#### TASK REQUIREMENTS:
Repeat the listing in full, word for word.

— START OF INPUT MATERIAL —

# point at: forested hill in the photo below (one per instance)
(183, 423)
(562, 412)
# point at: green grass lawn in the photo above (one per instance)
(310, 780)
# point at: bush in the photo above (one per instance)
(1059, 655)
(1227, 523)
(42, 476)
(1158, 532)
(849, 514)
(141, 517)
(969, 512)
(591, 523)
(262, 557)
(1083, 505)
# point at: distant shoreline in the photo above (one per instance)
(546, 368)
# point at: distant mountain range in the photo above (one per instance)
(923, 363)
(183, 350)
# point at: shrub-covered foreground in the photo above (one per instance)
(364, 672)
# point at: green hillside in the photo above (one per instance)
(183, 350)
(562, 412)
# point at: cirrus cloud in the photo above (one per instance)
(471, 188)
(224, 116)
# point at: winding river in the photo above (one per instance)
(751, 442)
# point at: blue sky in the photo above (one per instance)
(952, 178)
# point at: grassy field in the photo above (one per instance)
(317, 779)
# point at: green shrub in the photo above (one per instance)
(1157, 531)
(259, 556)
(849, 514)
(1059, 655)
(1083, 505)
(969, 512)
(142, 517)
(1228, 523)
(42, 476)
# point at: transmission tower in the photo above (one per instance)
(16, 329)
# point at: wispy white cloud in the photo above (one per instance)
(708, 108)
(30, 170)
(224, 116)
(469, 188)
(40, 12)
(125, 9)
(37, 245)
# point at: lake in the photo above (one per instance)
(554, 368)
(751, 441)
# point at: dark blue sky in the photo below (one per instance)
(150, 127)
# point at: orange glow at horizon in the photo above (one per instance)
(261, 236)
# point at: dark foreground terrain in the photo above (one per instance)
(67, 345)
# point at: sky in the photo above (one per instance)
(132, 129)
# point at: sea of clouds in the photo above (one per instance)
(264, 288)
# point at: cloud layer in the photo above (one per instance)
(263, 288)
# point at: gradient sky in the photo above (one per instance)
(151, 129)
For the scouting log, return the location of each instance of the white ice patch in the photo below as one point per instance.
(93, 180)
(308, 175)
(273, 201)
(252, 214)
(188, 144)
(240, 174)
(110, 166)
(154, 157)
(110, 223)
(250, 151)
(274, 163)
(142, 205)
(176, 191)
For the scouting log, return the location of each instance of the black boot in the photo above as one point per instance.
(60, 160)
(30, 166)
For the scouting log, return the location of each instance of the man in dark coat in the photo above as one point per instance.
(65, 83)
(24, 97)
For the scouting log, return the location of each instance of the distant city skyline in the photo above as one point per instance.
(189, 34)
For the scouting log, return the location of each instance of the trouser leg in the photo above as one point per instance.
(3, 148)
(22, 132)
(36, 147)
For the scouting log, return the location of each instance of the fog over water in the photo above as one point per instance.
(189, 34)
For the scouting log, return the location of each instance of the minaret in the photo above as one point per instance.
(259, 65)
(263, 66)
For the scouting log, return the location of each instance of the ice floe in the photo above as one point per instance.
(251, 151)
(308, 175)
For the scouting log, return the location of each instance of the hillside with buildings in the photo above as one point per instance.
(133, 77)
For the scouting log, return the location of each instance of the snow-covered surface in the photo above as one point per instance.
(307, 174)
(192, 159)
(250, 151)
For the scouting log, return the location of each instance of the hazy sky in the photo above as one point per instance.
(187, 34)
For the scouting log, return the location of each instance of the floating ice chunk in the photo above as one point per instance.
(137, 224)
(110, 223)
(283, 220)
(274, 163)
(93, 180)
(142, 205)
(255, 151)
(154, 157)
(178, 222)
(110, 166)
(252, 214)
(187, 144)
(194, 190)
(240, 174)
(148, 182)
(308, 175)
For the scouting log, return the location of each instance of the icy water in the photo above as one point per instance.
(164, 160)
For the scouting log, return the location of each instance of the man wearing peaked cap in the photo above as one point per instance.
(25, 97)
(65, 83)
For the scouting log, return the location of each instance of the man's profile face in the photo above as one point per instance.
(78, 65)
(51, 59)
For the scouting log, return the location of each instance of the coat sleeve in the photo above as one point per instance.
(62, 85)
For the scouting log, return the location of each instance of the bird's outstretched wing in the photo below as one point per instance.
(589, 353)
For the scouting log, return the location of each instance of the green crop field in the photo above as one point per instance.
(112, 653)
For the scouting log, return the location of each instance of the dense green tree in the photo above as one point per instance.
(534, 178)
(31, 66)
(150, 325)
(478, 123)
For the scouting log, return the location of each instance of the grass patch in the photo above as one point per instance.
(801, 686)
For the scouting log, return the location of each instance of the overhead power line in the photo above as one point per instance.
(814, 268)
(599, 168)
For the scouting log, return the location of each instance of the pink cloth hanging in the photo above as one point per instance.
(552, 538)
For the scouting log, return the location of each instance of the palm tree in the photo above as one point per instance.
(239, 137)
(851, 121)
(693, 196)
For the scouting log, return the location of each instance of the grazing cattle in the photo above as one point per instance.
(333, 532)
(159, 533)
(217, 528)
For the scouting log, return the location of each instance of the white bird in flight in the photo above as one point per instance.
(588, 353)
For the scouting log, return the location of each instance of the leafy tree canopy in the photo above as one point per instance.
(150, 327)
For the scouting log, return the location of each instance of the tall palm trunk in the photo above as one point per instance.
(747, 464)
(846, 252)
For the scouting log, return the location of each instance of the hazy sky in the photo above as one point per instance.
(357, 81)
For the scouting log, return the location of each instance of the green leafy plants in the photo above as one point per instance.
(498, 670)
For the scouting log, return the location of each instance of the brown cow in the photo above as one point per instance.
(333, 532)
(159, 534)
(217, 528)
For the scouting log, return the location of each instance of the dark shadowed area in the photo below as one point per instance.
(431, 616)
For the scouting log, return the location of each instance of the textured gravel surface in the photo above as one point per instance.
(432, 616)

— END OF INPUT MATERIAL —

#### OUTPUT FOR THIS TASK:
# point at: forested hill in the photo below (one per instance)
(183, 423)
(562, 412)
# point at: green grass lawn in the photo above (one per instance)
(310, 780)
# point at: bush in the photo above (one per instance)
(1059, 655)
(1227, 523)
(42, 476)
(1158, 532)
(849, 514)
(141, 517)
(969, 512)
(591, 523)
(262, 557)
(1083, 505)
# point at: distant shoreline in the photo above (one per instance)
(546, 368)
# point at: distant mountain range in the photo above (one per instance)
(923, 363)
(183, 350)
# point at: shrub-covered foreground in the photo above (one per instance)
(364, 672)
# point at: green hillside in the photo above (one per instance)
(183, 350)
(562, 412)
# point at: cirrus cloud in the photo above (one per instance)
(471, 188)
(224, 116)
# point at: winding river in the photo above (one per instance)
(751, 442)
# point at: blue sky in the photo above (one per instance)
(952, 178)
# point at: grassy field in the photo above (one per instance)
(317, 779)
# point at: green shrub in the photo above (one per instance)
(1157, 531)
(259, 556)
(849, 514)
(1059, 655)
(1083, 505)
(969, 512)
(142, 517)
(1228, 523)
(42, 476)
# point at: transmission tower in the photo above (one per instance)
(16, 329)
# point at: wispy white cloud in the photo above (one per instance)
(708, 108)
(30, 170)
(224, 116)
(469, 188)
(40, 12)
(125, 9)
(37, 245)
# point at: lake in the photo above (one per instance)
(554, 368)
(751, 441)
# point at: dark blue sky in the photo below (one per instance)
(150, 127)
# point at: orange glow at horizon in the photo above (one per instance)
(261, 236)
# point at: dark foreground terrain in the photo above (one per instance)
(67, 345)
# point at: sky in the photo above (one per instance)
(132, 129)
# point at: sea of clouds in the photo above (one per instance)
(264, 288)
# point at: cloud layer in the photo above (one per instance)
(263, 288)
# point at: gradient sky in the photo above (one per instance)
(151, 129)
For the scouting log, return the location of each instance of the white ice patch in the photo below as one point per instance.
(93, 180)
(308, 175)
(273, 201)
(252, 214)
(188, 144)
(240, 174)
(110, 166)
(154, 157)
(110, 223)
(250, 151)
(274, 163)
(142, 205)
(176, 191)
For the scouting log, return the location of each instance of the black boot in the photo above as one point per instance.
(60, 160)
(30, 166)
For the scouting log, return the location of each instance of the man in dark coat in the photo above as one point per instance.
(65, 83)
(24, 97)
For the scouting log, return the location of each instance of the distant city skyline in the photo above as one point per instance.
(189, 34)
For the scouting log, return the location of each instance of the trouser leg in the photo above as one point per instance.
(3, 148)
(22, 132)
(36, 147)
For the scouting log, return the location of each instance of the fog over water in the photo above as one point per instance.
(189, 34)
For the scouting log, return the location of each instance of the minaret in the photo above as one point per instance.
(259, 65)
(263, 66)
For the scouting log, return the location of each instance of the ice floe in the photo above as one point per instance.
(251, 151)
(308, 175)
For the scouting log, return the location of each instance of the hillside with buildings in the photo above as one point per instance.
(133, 77)
For the scouting log, return the location of each instance of the snow-covered surface in the photo above as one point per instance.
(307, 174)
(192, 159)
(250, 151)
For the scouting log, return the location of each instance of the hazy sky in the photo above as one point per instance.
(187, 34)
For the scouting log, return the location of each instance of the floating ice chunk in the photo above as one point per instance.
(137, 224)
(110, 223)
(283, 220)
(274, 163)
(93, 180)
(142, 205)
(255, 151)
(154, 157)
(178, 222)
(110, 166)
(252, 214)
(187, 144)
(194, 190)
(240, 174)
(148, 182)
(308, 175)
For the scouting log, return the location of each instance of the icy water in the photo above as one point per instance.
(164, 160)
For the scouting log, return the location of each instance of the man wearing peaked cap in the photo above as one point per instance.
(25, 97)
(65, 83)
For the scouting log, return the location of each instance of the man's profile face in the photo above as one point per instance.
(78, 65)
(51, 59)
For the scouting log, return the location of each instance of the coat sleeve in the photo above as one point per instance.
(62, 85)
For the scouting log, return the location of each instance of the bird's outstretched wing in the photo below as one point per instance.
(589, 353)
For the scouting log, return the location of each instance of the green crop field in the photo above as one point per instance.
(112, 653)
For the scouting log, return the location of each instance of the dense green tree in the photo above as one point per instance.
(534, 178)
(31, 66)
(150, 325)
(478, 123)
For the scouting log, return the location of each instance of the grass patch in the photo above as one point per instance.
(801, 686)
For the scouting log, return the location of each instance of the overhead power line in the photo above as one point per instance.
(814, 268)
(599, 168)
For the scouting log, return the location of each instance of the pink cloth hanging in the photo above as one point per instance.
(552, 538)
For the scouting log, return the location of each instance of the palm tree in the photo above as one point per instance.
(239, 137)
(851, 121)
(693, 196)
For the scouting log, return the location of each instance of the grazing cattle in the photo above as one point per instance.
(333, 532)
(159, 533)
(217, 528)
For the scouting log, return the location of each instance of the white bird in flight in the photo above as one point per instance.
(588, 353)
For the scouting log, return the location of each instance of the leafy tree canopy in the photo above as one point per instance.
(150, 327)
For the scouting log, return the location of each instance of the tall palm trunk in the photo above as one point per instance.
(747, 464)
(846, 252)
For the scouting log, return the location of each instance of the hazy sky in the photo above as one point per instance.
(357, 81)
For the scouting log, return the location of each instance of the green leafy plants in the photo above as one point per instance.
(498, 670)
For the scouting log, return the location of each instance of the brown cow in the photo above as one point per instance.
(333, 532)
(159, 534)
(217, 528)
For the scouting log, return the location of each instance of the dark shadowed area in the photo below as one point per instance.
(431, 616)
For the scouting log, return the location of each instance of the textured gravel surface in the photo above as one point per instance.
(432, 616)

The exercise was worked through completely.